** DIRECTION 1 **
In the Northern Nevada Aces text, what city was the club based in?
** DIRECTION 2 **
Please copy the Northern Nevada Aces text between "The Northern Nevada Aces were founded" and "the Western Conference.", inclusive.

Northern Nevada Aces
- Full name: Northern Nevada Aces
- Nickname: Aces
- Founded: 2001
- Dissolved: 2004
- League: Men's Premier Soccer League
| Home colors | Away colors |

= Northern Nevada Aces =

The Northern Nevada Aces were an American soccer club founded in 2001 based in Reno, Nevada. The team played for two seasons in the now defunct USL D-3 Pro League (later known as the USL Second Division), the third tier of the American soccer pyramid. The Aces would become a founding member of the Men's Premier Soccer League (later known as the National Premier Soccer League), switching to the league to play two seasons from 2003-2004, before folding following the 2004 season.

==History==

The Northern Nevada Aces were founded in 2001 in Reno, Nevada to begin play in the USL D-3 Pro League, considered the third division of the American soccer pyramid. They would play two seasons in the league, finishing 5th in 2001 and 6th in 2002, both in the Western Conference.

** STORED DATA **

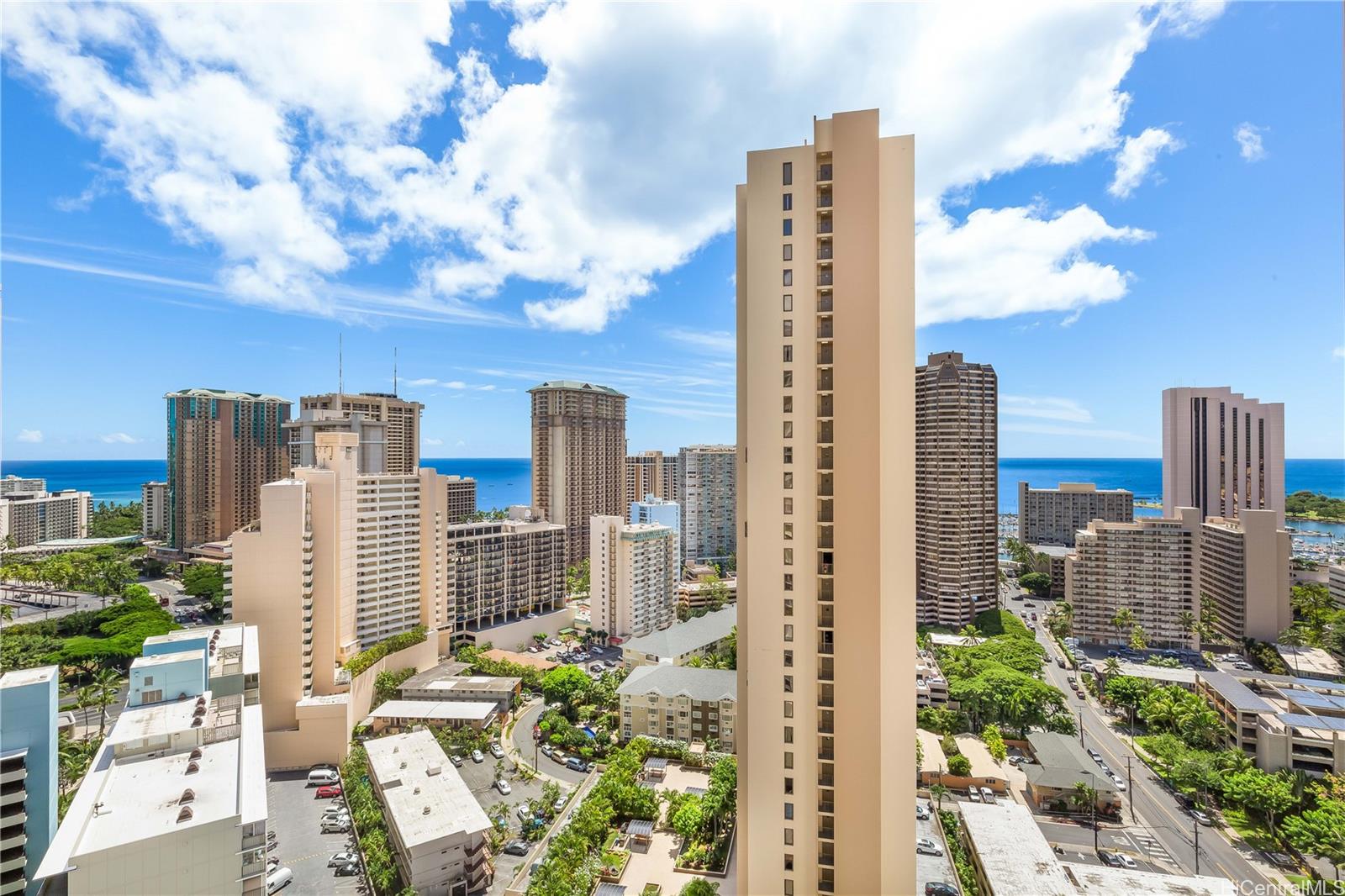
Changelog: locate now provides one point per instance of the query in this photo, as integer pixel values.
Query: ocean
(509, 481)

---

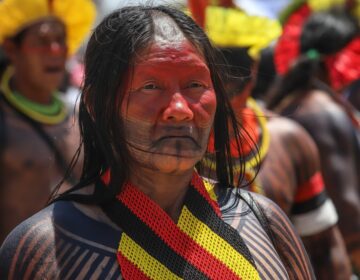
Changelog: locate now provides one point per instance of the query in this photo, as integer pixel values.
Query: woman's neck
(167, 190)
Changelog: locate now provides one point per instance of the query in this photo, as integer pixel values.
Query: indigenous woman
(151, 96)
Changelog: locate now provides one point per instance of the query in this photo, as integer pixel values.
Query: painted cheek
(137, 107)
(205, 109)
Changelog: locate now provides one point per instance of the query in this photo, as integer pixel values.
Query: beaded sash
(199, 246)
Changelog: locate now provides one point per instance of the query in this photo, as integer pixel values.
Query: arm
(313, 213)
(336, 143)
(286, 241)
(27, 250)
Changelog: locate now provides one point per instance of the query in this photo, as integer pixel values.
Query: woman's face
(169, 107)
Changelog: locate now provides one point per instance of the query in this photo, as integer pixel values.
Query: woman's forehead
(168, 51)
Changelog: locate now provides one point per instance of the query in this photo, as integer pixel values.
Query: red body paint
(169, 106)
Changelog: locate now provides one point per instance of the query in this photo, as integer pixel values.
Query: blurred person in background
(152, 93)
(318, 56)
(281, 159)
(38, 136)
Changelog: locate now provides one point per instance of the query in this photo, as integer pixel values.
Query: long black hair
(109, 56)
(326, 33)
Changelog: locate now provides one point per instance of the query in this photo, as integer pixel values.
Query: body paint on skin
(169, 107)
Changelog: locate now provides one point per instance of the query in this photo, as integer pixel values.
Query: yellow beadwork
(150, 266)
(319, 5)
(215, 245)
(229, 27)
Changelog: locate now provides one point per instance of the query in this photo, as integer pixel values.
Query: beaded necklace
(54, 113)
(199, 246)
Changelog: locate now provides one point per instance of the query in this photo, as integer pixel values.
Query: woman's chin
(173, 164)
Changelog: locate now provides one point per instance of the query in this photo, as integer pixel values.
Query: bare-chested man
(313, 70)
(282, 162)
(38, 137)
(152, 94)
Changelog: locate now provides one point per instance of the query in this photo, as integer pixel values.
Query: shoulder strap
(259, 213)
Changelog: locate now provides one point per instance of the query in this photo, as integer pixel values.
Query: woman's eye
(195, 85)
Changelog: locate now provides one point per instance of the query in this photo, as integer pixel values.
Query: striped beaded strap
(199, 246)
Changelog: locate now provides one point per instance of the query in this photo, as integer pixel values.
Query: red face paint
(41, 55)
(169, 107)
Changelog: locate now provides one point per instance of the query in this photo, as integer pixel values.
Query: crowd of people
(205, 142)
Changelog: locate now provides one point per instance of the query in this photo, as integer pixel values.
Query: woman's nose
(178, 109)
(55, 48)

** WRITTEN SOLUTION 1 **
Reno, Nevada.

** WRITTEN SOLUTION 2 **
The Northern Nevada Aces were founded in 2001 in Reno, Nevada to begin play in the USL D-3 Pro League, considered the third division of the American soccer pyramid. They would play two seasons in the league, finishing 5th in 2001 and 6th in 2002, both in the Western Conference.